> [What to do]:
Write out all the entries word for word and omit any pictures.

> [Recorded data]:
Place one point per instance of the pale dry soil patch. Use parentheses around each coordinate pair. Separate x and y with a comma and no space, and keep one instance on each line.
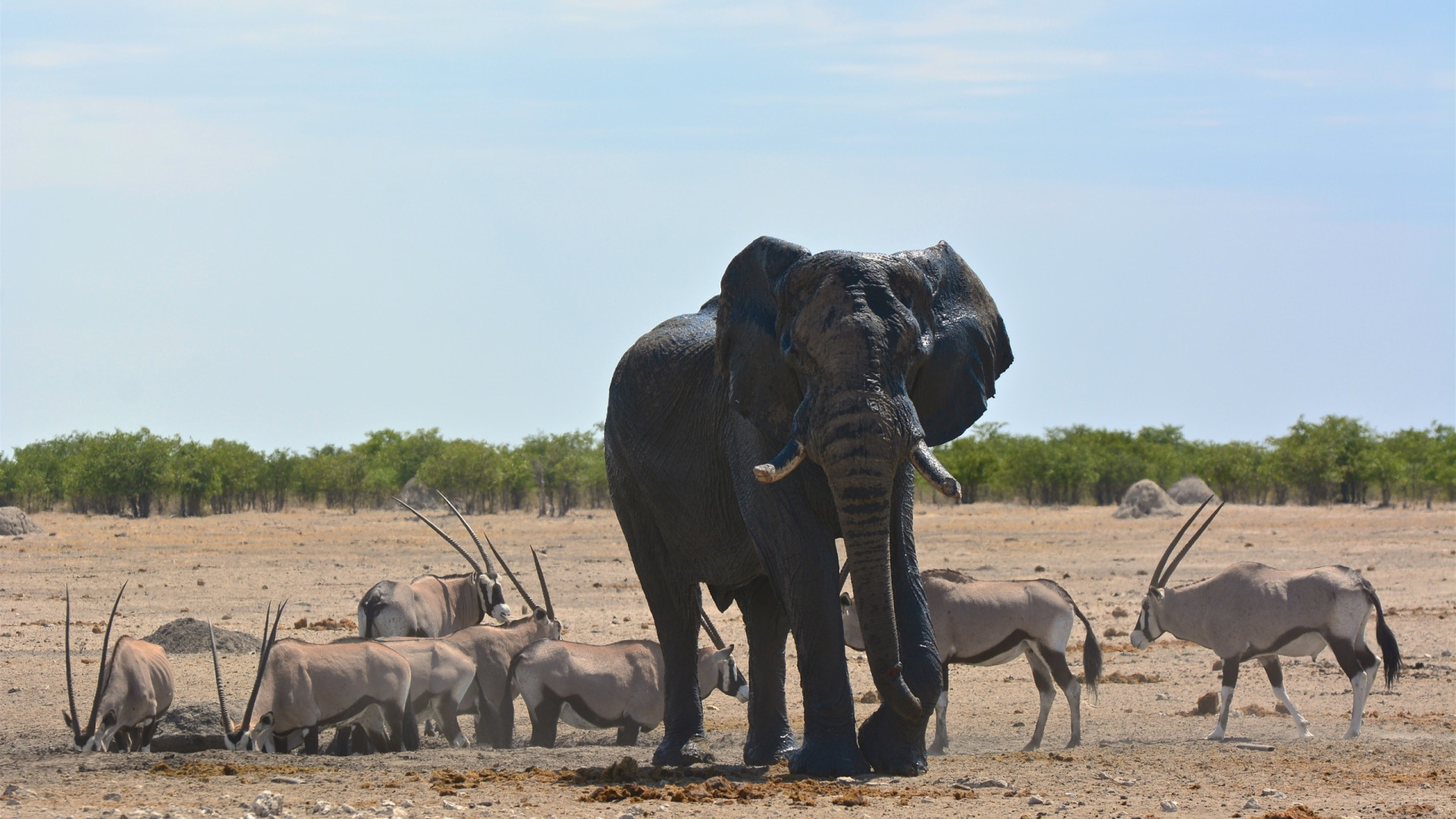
(1139,748)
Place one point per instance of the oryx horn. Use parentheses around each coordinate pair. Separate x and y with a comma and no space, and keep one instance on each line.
(541,577)
(449,539)
(490,569)
(712,630)
(218,675)
(71,686)
(101,675)
(1152,582)
(1191,541)
(262,662)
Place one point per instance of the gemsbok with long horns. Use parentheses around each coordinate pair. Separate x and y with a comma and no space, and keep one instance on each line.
(612,687)
(492,648)
(1251,611)
(133,691)
(305,687)
(987,623)
(436,605)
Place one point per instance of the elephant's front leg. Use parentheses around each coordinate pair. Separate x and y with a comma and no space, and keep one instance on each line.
(767,626)
(890,742)
(819,634)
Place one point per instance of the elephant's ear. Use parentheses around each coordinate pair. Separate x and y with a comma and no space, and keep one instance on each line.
(970,350)
(762,388)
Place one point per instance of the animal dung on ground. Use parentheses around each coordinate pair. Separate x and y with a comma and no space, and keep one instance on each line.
(188,635)
(14,521)
(1147,499)
(1191,491)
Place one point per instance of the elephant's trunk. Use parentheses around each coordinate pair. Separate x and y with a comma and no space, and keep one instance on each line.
(861,453)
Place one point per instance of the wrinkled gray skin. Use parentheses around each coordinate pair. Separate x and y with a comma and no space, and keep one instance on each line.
(861,360)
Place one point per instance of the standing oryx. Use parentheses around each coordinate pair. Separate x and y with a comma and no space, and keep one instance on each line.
(305,687)
(492,648)
(987,623)
(440,676)
(610,687)
(1251,611)
(133,692)
(430,605)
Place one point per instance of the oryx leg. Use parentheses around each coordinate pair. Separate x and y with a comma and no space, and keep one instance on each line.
(1359,664)
(941,735)
(545,714)
(147,732)
(1071,689)
(340,746)
(1231,678)
(1276,675)
(626,735)
(450,722)
(1041,673)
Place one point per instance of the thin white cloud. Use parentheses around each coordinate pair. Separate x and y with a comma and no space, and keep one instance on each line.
(120,143)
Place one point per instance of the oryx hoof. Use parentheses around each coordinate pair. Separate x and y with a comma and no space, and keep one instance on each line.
(680,754)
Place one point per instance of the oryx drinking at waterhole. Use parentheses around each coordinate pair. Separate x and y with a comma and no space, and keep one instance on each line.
(1251,611)
(133,691)
(987,623)
(433,605)
(612,687)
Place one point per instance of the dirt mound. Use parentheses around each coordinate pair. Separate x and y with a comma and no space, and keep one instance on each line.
(14,521)
(188,635)
(419,496)
(1191,491)
(1144,499)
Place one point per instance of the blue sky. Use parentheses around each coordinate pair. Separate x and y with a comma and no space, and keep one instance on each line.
(290,223)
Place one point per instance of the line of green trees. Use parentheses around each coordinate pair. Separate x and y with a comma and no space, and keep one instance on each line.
(142,474)
(1337,460)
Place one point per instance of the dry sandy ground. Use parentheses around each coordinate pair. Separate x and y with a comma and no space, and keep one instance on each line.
(1139,749)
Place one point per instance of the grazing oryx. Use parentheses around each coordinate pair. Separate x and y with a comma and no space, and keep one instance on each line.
(1251,611)
(133,692)
(610,687)
(987,623)
(430,605)
(440,676)
(492,648)
(303,687)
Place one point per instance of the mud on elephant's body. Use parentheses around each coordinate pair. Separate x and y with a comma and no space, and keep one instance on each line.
(788,411)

> [Task response]:
Place one point per instance of the pale dry soil patch. Use parentheses around each coordinate pair. Separate x and y with a comma and no space, and keep one instance on each line.
(1139,748)
Place one point per instance of the oryx horn. Use parentheses around each coordinate pair. Separate x and y with a comma and no space, and keep one instance on each line.
(541,577)
(449,539)
(490,569)
(712,630)
(218,675)
(71,686)
(101,675)
(1152,582)
(1191,541)
(262,662)
Place one point per instance of the gemsbok with long horns. Use parentheses around each coordinate pair. Separate x and y with a comma and no space, and keep one instance on each line.
(612,687)
(492,648)
(1251,611)
(133,691)
(305,687)
(987,623)
(436,605)
Place one point per instance of the elephant's front leg. Use parentheses around each coordinate pair. Separate x and y with a comma and no space, and keep one instance on each line.
(767,626)
(890,742)
(819,634)
Place one point per instance of the elephant's ear. Use parentheses around each coordinate pair. Separate x and y with a comma and no space, and keep one instance on each line.
(970,350)
(762,388)
Place one point per instance of the animal dung on ground. Use parentheses around each coordinate pair. Separate x and y with a comma and no space, and keep one instance on each line.
(188,635)
(14,521)
(1147,499)
(1191,491)
Place one point per instance of the elephant's trunk. Use parentheses around each coordinate pair. Separate x and y with a comma and no space, and keep one instance on each line.
(861,453)
Place one point per instance of the wrinkled gray skin. Use parentheses around each coordinate pair. Separate x and y with a comma and no space, and keep one instance on each line.
(861,360)
Place one point per instance of the standing oryx. Use parentheses around each coordinate pair. Separate x and y with a comma and no space, and keep one instance on each line.
(305,687)
(492,648)
(987,623)
(440,676)
(610,687)
(1251,611)
(133,692)
(430,605)
Place one point per instance of the oryx leg. Use parentheses around each coordinate pair. Separate x and y with a comma and no space, and keep one instance on each line.
(1359,664)
(941,735)
(545,714)
(147,732)
(1071,689)
(340,746)
(1231,678)
(1276,675)
(626,735)
(450,722)
(1041,673)
Place one point per instance of the thin white cloud. Use parentheses around each coordinate pair. Separate x and y with a comma and no space, and keep one instance on each line.
(120,143)
Place one point per instance of the oryx hoof. Use parentheses around each coordinate pair. Separate x and y with a comma and no space, and keep one instance on each line.
(680,754)
Place one point per instance of the oryx drinking at waterhole. Use parentheses around each coordinate pair. Separate x and y with a comma and no space, and keep one instance on each line.
(1251,611)
(133,691)
(987,623)
(433,605)
(612,687)
Place one point per instance of the dirt mound. Use parentheses around each coordinate pair. Separate x and y with a comma and no space, and keep one instance on each line.
(14,521)
(188,635)
(419,496)
(1191,491)
(1144,499)
Place one point per instance of the blue sky. Use parentheses around each coordinate pair. Separate x and y with a comma and no space, and keep one instance on each line.
(290,223)
Place one point per instance of the line of green trees. Use parentheses around each coordinate pair. Separate x and y with a comma and no space, and keep one instance on each line.
(142,474)
(1337,460)
Place one point per instance of the dry sandy ground. Use parentheses around each coordinate pair. Separate x and y with a comma and no space, and keep one instance on each line.
(1139,749)
Place one point per instance of the grazing oryx. Use parentheses around each coordinate pair. Separate x and y with a comma and no space, and keep one instance on each line.
(1251,611)
(133,692)
(610,687)
(987,623)
(430,605)
(440,676)
(492,648)
(303,687)
Place one point per instance of the mud on elephant's body. Use parentheses around each coordinate pair. Separate x and y with a comma and no space, and keep one instance on each line.
(788,411)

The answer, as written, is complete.